» Aim
Emit the entire listing verbatim.

(A block of data)
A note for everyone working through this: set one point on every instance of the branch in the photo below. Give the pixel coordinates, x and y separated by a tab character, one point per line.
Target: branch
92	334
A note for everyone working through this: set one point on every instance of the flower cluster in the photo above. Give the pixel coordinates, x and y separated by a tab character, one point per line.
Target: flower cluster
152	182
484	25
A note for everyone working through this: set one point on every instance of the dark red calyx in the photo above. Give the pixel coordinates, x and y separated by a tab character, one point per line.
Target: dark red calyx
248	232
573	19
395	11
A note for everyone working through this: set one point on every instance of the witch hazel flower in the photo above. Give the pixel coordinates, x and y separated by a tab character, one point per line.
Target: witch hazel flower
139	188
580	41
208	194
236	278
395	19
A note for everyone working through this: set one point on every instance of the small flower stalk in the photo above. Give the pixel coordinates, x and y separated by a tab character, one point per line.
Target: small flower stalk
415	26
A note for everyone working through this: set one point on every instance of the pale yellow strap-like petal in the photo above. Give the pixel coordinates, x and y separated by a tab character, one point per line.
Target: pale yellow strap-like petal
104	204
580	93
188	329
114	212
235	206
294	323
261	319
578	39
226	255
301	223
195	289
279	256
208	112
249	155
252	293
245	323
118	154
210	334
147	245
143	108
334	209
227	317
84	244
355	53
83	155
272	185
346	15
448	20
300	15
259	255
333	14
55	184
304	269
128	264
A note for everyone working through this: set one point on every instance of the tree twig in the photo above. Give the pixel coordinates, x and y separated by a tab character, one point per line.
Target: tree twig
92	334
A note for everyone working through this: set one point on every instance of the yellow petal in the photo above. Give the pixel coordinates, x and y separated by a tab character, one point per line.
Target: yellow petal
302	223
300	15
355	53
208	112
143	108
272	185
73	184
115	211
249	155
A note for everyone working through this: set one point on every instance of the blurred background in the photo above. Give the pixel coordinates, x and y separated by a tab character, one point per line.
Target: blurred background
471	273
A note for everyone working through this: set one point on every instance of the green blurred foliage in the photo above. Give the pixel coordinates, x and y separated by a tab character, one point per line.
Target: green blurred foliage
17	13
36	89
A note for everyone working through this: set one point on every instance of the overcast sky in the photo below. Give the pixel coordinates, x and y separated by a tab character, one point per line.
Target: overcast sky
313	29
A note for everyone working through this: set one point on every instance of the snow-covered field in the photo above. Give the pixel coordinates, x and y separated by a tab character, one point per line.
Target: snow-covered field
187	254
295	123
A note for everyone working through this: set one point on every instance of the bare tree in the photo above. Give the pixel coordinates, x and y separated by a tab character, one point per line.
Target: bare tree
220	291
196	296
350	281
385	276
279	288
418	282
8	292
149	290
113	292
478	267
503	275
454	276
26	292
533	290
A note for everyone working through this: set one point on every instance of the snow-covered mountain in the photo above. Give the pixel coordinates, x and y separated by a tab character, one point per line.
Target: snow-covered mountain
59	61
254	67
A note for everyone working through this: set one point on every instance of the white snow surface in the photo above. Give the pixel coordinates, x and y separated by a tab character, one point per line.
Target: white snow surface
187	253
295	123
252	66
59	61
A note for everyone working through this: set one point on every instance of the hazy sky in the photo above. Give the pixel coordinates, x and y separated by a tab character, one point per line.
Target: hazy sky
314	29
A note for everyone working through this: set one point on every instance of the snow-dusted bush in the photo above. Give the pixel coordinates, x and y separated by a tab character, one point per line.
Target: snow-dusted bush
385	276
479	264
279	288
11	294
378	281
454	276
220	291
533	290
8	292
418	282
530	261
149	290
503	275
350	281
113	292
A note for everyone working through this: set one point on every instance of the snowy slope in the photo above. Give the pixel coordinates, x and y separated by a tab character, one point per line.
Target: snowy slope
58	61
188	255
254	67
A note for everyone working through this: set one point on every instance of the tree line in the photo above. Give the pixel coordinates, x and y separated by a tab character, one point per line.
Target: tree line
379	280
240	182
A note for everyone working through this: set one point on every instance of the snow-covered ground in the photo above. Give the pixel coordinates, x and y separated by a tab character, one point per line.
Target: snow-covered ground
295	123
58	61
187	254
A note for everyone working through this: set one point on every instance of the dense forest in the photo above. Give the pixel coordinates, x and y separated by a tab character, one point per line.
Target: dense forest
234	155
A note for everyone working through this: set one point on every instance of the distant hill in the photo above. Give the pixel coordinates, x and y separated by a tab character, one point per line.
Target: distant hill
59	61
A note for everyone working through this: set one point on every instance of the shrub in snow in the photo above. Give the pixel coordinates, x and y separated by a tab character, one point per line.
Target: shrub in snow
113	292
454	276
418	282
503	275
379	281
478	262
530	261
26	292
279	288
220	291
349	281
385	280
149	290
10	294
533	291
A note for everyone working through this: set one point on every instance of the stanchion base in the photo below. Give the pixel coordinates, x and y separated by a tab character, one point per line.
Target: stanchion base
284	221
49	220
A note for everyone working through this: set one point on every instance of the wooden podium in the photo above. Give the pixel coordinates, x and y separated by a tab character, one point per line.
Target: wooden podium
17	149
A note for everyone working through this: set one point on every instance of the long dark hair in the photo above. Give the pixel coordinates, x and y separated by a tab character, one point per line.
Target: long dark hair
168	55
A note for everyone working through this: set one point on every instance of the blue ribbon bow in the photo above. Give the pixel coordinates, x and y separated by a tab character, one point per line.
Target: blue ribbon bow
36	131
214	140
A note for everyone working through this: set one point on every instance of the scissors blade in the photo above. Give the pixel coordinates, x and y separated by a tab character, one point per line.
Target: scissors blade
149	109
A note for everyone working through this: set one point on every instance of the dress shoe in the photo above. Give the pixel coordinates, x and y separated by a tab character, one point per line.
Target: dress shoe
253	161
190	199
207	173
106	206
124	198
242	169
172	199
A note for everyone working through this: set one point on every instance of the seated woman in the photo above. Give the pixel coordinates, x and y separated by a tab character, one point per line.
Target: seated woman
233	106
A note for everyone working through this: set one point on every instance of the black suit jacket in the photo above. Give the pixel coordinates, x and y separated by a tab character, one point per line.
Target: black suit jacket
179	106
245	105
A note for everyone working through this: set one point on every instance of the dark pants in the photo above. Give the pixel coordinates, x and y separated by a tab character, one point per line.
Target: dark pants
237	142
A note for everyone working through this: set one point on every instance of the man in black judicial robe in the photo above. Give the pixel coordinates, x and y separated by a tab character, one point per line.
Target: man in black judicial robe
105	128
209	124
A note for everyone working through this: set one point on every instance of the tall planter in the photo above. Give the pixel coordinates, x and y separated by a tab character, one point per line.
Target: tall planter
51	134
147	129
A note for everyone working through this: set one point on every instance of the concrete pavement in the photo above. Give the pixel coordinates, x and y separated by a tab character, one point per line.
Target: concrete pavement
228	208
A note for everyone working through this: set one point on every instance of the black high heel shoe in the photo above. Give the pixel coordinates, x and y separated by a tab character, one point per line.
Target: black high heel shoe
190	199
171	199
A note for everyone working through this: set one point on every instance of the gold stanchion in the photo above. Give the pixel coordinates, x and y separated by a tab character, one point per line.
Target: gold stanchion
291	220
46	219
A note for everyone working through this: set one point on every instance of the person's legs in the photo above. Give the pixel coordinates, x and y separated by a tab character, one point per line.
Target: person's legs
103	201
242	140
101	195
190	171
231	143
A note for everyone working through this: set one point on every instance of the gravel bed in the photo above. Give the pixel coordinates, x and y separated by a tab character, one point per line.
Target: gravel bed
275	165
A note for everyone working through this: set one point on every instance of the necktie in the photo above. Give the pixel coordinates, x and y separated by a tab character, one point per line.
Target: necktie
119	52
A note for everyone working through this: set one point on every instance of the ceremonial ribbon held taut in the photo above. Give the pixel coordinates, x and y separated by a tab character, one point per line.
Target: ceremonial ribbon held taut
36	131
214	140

» Answer to the problem
A note for everyone working through this: set one point on every instance of the branch in the photo below. Give the pixel coordinates, x and y separated by a tab character, one point per line.
Target: branch
92	334
A note for everyone working through this: set one point on every instance of the flower cluster in the photo above. Give the pixel coordinates, x and y separated by a tab character, one point per line.
Target: flower cluster
152	182
484	25
A note for everyone working through this: set one point on every instance of the dark red calyx in the photo above. Give the pixel coordinates, x and y separated by a tab character, one point per line.
Target: dark red calyx
248	232
573	19
395	11
A note for everyone working through this: set one point on every instance of the witch hazel flower in the photo above. Give the pixel coordinates, x and y separated by a tab character, one point per line.
Target: witch hazel flower
139	188
580	41
208	194
236	278
395	19
A note for everyone working through this: set one point on every instance of the small flower stalk in the photo above. Give the pixel coordinates, x and y separated by a tab character, one point per line.
Target: small flower stalk
415	26
A note for everyone working through this: set one point on every instance of the pale yellow strap-like petal in the photo above. Give the pixel coordinates, x and y separated by a tab character, one point per line.
Target: pale yellow strap-like petal
104	204
580	93
188	329
114	212
235	206
294	323
261	319
578	39
226	255
301	223
195	289
279	256
208	112
249	155
252	293
245	323
118	154
210	334
147	245
143	108
334	209
227	317
84	244
355	53
83	155
272	185
346	15
448	20
300	15
259	255
333	14
55	184
304	269
128	264
A note for everyone working through this: set one point on every instance of the tree twig in the photo above. Give the pixel coordinates, x and y separated by a tab character, one point per line.
Target: tree twig
92	334
A note for everyone working through this: set one point on every instance of the yellow petal in the photo above. Give the pixel coordinates, x and y separated by a tab character, one point per line.
Target: yellow petal
302	223
300	15
355	53
208	112
143	108
272	185
73	184
115	211
249	155
A note for everyone working through this: set one point on every instance of the blurred background in the photo above. Give the pixel coordinates, x and y separated by a tab character, one point per line.
Target: blurred background
471	273
A note for everyone working through this: set one point on every instance of the green blurred foliage in the photo above. Give the pixel coordinates, x and y separated by a tab character, one point per line.
Target: green blurred foliage
17	13
36	89
A note for everyone working through this: set one point on every instance of the overcast sky in the photo below. Give the pixel coordinates, x and y separated by a tab character, one point per line.
Target: overcast sky
313	29
A note for everyone working through this: set one point on every instance of the snow-covered field in the photo above. Give the pixel coordinates, x and y separated by a tab character, one point per line.
Target: snow-covered field
187	254
295	123
A note for everyone working through this: set one point on every instance of the bare tree in the photo above. Give the pixel coordinates, x and y separated by a tab character, one point per line.
Target: bare tree
220	291
196	296
350	281
385	276
279	288
418	282
8	292
149	290
113	292
478	267
503	275
454	276
26	292
533	290
A note for everyone working through this: set one point on every instance of the snow-covered mountain in the photo above. Give the pixel coordinates, x and y separated by a tab character, one point per line.
Target: snow-covered mountain
59	61
254	67
A note for everyone working through this: set one point on every instance of the white snow surface in the photo above. Give the pixel coordinates, x and y separated by a tab character, one point per line.
Target: white snow surface
187	253
295	123
252	66
59	61
A note for everyone working through this: set one point on every instance of the hazy sky in the photo above. Give the pixel coordinates, x and y separated by a tab character, one point per line.
Target: hazy sky
314	29
A note for everyone working through this: set one point on every instance of the snow-dusted bush in the photo above. Give the pixel coordinates, x and y separated by a tab character, one point per line.
Target: snow-dusted bush
385	276
479	264
279	288
11	294
378	281
454	276
220	291
533	290
8	292
418	282
530	261
149	290
503	275
350	281
113	292
A note for everyone working through this: set one point on every instance of the snowy slope in the photo above. Give the pixel coordinates, x and y separated by a tab character, one point per line.
Target: snowy slope
58	61
188	255
254	67
A note for everyone working through this: set one point on every instance of the tree line in the photo above. Give the pixel coordinates, x and y separated by a tab character, one point per line.
Target: tree line
379	280
240	182
A note for everyone working through this: set one point on every instance of the snow-covered ground in the photo above. Give the pixel coordinates, x and y separated by a tab character, one point per line.
Target: snow-covered ground
295	123
58	61
187	254
A note for everyone working through this: set one point on every instance of the dense forest in the photo above. Give the pixel coordinates, x and y separated by a tab character, one point per line.
Target: dense forest
234	155
A note for everyone working through this: set one point on every instance of the distant hill in the photo above. Give the pixel coordinates, x and y separated by a tab character, one point per line.
Target: distant hill
59	61
A note for everyone working through this: set one point on every instance of the shrub in snow in the photo above. Give the pixel coordinates, x and y separated by a tab character, one point per line.
Target: shrub in snow
113	292
454	276
418	282
503	275
379	281
478	262
530	261
26	292
279	288
220	291
349	281
385	280
149	290
10	294
533	291
A note for everyone working through this: set one point on every instance of the stanchion base in the photo below. Give the pixel coordinates, x and y separated by a tab character, one point per line.
Target: stanchion base
284	221
49	220
A note for everyone working through this: set one point on every instance of the wooden podium in the photo above. Give the pixel coordinates, x and y separated by a tab character, one point per line.
Target: wooden podium
17	149
A note for everyone working through this: set one point on every instance of the long dark hair in the photo above. Give the pixel coordinates, x and y separated by a tab character, one point per line.
Target: long dark hair
168	55
A note for everyone working through this: set one point on every instance of the blue ribbon bow in the photo above. Give the pixel coordinates, x and y separated by a tab character, one point per line.
Target: blue ribbon bow
36	131
214	140
A note for everyone working through this: set one point on every instance of the scissors blade in the photo above. Give the pixel coordinates, x and y separated by a tab character, one point per line.
Target: scissors blade
149	109
A note for everyone working through this: set one point on every instance of the dress shoe in the photo above. Give the pixel coordinates, x and y separated by a tab character, one point per line.
Target: dress shoe
253	161
190	199
207	173
106	206
124	198
242	169
172	199
A note for everyone working through this: set one point on every instance of the seated woman in the photo above. Give the pixel coordinates, x and y separated by a tab character, one point per line.
Target: seated woman
233	106
A note for everyone working through this: set one point on every instance of the black suit jacket in the photo above. Give the pixel coordinates, x and y separated by a tab character, one point per line.
Target: black suit jacket
179	106
245	105
A note for everyone working through this: set one point on every instance of the dark pants in the photo above. Give the pixel coordinates, x and y separated by a tab character, one point per line.
Target: dark pants
237	142
A note for everyone working through this: set one point on every instance of the man in black judicial robe in the photo above. Give the pixel coordinates, x and y separated by a tab character, one point per line.
Target: man in black judicial robe
105	128
209	124
A note for everyone working through this: set one point on every instance of the tall planter in the photo above. Give the pixel coordinates, x and y separated by a tab character, one point per line.
Target: tall planter
51	134
147	129
A note for everyone working through this: set one point on every instance of the concrete pavement in the photo above. Give the pixel coordinates, x and y separated by a tab character, one point per line.
Target: concrete pavement
228	208
A note for everyone working through this: set one point on every instance of the black high heel shoe in the photo above. Give the pixel coordinates, x and y separated by a tab character, one point per line.
Target: black high heel shoe
190	199
171	199
A note for everyone working through this: set one point on every instance of the gold stanchion in the photo above. Give the pixel coordinates, x and y separated by a tab character, one point per line.
Target: gold stanchion
291	220
46	219
A note for everyone working through this: set one point on every instance of the person's legs in the photo above. Give the pixel coordinates, x and y separated by a tab character, one point per line.
Target: person's legs
103	201
242	140
101	195
190	171
231	143
A note for everyone working through this: set one point on every instance of the gravel bed in the photo above. Give the pixel coordinates, x and y separated by a tab character, one point per line.
Target: gravel bed
275	165
A note for everyone working through this: set one point on every instance of the necktie in the photo above. Give the pixel coordinates, x and y separated by a tab character, one point per line.
Target: necktie
119	52
A note for everyone working through this: set one point on every instance of the ceremonial ribbon held taut in the photo above. Give the pixel coordinates, x and y separated by a tab character, one point per line.
Target: ceremonial ribbon held taut
36	131
214	140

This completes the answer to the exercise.